* begin *
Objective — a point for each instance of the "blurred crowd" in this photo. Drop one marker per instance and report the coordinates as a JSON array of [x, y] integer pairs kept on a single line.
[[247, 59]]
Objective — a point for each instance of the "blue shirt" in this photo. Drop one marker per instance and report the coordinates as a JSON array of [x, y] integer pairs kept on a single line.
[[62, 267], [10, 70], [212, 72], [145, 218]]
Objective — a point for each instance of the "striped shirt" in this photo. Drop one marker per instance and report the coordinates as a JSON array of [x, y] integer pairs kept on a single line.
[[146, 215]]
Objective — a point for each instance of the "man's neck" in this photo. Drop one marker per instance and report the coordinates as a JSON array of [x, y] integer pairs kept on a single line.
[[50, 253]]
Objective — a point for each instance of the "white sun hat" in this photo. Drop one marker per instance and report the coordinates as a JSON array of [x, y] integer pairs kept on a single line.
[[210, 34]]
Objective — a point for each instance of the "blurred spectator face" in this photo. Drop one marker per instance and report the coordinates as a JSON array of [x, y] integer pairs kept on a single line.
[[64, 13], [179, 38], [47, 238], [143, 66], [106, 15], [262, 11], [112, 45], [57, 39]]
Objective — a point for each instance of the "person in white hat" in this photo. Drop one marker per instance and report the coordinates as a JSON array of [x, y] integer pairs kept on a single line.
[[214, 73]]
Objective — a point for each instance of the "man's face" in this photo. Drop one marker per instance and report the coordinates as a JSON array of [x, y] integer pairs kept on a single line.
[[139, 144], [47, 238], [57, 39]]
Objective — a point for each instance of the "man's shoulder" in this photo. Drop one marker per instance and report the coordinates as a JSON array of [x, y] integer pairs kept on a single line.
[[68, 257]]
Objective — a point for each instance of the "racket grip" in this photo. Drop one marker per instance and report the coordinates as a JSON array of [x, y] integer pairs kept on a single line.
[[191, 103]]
* end *
→ Required task: Can you set out every one of the items above as a numbered list, leaving out any blank lines?

→ Result for this exercise:
1. Objective — a point for each instance of the "blurred crowd" in this photo. Drop one marker per instance and report the coordinates as a JSON array of [x, y] integer pairs kept on a single line.
2. [[247, 59]]
3. Objective — a point for each instance of the "blue shirt" in this photo. Drop one marker per instance and report the coordinates as a JSON array of [x, y] integer pairs kept on a single line.
4. [[62, 267], [10, 70], [212, 72], [145, 218]]
5. Objective — a point for each instance of the "striped shirt" in this photo. Drop one marker per instance and report the coordinates as a JSON array of [x, y] integer pairs kept on a single line.
6. [[146, 215]]
7. Objective — a point for each instance of the "man's neck" in this photo. Drop one marker per instance and report the coordinates as a JSON array of [x, y] integer pairs kept on a single line.
8. [[50, 253]]
9. Objective — a point for each instance of the "white sun hat" in this photo. Drop one marker per instance and report the coordinates as a JSON array of [x, y] integer pairs kept on a single line.
10. [[210, 34]]
11. Objective — a point for each instance of the "blurred spectator face" in this photo. Drop one marker per instance and report the coordinates as a JSON array of [x, y] integer pairs kept on a single line.
12. [[64, 13], [179, 38], [47, 238], [143, 66], [106, 15], [262, 11], [112, 45], [57, 39]]
13. Objective — a point for each instance of the "person in white hat" in this photo. Drop one marker per instance and report the coordinates as a JSON array of [x, y] integer pairs kept on a single line.
14. [[214, 73]]
15. Objective — a point for each instance of the "man's face" in this photo. Drop one marker per instance and report the coordinates as a JSON array of [x, y] integer pairs kept on a single line.
16. [[139, 144], [47, 238], [57, 39]]
17. Objective — a point for each instance of the "man's shoulder" in this photo. Drop one marker per instance and report the coordinates as a JSON array of [x, y] integer pairs kept on a single line.
18. [[68, 257]]
19. Objective — a point for each instance of the "racket grip" in this photo. Drop one marker per instance and report the coordinates as a JSON array of [x, y] integer pairs kept on a single line.
20. [[191, 103]]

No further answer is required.